▸ **What to produce**: Please reproduce, unchanged, every line of the rows from the very first one through the line containing "column 308, row 1147", both ends included.

▸ **Source records**:
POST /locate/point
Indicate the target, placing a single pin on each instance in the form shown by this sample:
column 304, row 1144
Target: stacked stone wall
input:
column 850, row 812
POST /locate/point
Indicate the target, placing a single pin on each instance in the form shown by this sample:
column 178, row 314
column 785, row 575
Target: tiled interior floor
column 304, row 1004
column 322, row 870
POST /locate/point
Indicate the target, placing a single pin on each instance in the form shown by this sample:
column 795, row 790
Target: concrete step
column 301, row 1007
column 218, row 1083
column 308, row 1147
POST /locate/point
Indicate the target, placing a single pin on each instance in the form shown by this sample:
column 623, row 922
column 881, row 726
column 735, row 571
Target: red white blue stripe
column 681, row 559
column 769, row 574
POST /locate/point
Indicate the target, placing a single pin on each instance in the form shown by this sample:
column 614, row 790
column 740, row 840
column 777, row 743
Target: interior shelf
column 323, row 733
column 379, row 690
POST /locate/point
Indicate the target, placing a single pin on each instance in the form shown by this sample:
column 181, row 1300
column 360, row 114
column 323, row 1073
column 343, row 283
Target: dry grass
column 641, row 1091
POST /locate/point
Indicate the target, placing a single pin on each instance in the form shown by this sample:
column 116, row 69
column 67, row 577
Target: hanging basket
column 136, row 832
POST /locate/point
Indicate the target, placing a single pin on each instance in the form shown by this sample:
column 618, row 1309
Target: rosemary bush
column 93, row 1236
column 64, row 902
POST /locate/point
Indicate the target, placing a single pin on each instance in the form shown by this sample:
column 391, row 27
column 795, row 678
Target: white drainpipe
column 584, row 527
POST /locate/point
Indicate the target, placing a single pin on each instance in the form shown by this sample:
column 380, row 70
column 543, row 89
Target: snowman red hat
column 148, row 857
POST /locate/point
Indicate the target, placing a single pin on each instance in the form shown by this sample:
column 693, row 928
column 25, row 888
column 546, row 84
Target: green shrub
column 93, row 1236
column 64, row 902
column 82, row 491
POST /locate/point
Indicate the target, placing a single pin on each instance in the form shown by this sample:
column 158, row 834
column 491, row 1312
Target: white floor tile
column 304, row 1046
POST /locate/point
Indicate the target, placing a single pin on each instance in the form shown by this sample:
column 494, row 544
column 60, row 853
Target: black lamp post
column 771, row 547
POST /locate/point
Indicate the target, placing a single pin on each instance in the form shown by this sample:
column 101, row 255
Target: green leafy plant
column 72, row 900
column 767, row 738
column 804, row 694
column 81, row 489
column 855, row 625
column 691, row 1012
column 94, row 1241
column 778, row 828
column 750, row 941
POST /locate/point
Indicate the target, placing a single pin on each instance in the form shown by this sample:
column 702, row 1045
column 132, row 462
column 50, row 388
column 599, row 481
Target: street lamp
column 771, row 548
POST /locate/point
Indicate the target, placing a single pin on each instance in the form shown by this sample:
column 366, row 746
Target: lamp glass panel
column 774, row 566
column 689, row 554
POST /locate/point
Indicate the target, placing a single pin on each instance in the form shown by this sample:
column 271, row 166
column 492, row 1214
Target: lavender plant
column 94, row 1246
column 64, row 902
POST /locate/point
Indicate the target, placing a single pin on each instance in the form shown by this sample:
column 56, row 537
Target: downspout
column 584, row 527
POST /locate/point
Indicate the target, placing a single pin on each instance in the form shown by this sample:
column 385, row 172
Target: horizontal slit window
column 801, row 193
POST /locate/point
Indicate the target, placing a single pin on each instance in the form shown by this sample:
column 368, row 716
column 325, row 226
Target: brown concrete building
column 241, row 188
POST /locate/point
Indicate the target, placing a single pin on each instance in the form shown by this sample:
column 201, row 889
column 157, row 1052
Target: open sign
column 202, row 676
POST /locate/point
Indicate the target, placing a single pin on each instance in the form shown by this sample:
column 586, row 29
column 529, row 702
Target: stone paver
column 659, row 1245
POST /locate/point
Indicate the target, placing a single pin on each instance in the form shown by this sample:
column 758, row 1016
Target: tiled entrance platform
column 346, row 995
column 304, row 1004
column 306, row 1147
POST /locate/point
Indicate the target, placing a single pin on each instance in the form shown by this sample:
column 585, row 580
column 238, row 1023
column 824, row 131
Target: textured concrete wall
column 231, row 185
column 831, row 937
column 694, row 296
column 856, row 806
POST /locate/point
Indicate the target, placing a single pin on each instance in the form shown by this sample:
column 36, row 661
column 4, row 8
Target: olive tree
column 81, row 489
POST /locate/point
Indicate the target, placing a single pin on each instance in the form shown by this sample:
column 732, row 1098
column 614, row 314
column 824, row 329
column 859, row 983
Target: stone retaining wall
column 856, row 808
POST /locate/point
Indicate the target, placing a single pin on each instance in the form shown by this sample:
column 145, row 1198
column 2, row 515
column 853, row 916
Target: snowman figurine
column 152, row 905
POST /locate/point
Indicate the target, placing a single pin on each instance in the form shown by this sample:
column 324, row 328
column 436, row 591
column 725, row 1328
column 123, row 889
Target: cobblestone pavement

▸ **Solution for this problem**:
POST /locate/point
Indicate the target, placing a single pin on each instance in the form shown by this sample:
column 304, row 1144
Target: stacked stone wall
input:
column 850, row 812
POST /locate/point
Indicate the target, placing a single pin on each instance in the form shown by this sample:
column 178, row 314
column 785, row 575
Target: tiled interior floor
column 304, row 1004
column 322, row 870
POST /locate/point
Indicate the target, placing a single pin on each instance in the form shown by this sample:
column 795, row 790
Target: concrete step
column 301, row 1007
column 218, row 1083
column 308, row 1147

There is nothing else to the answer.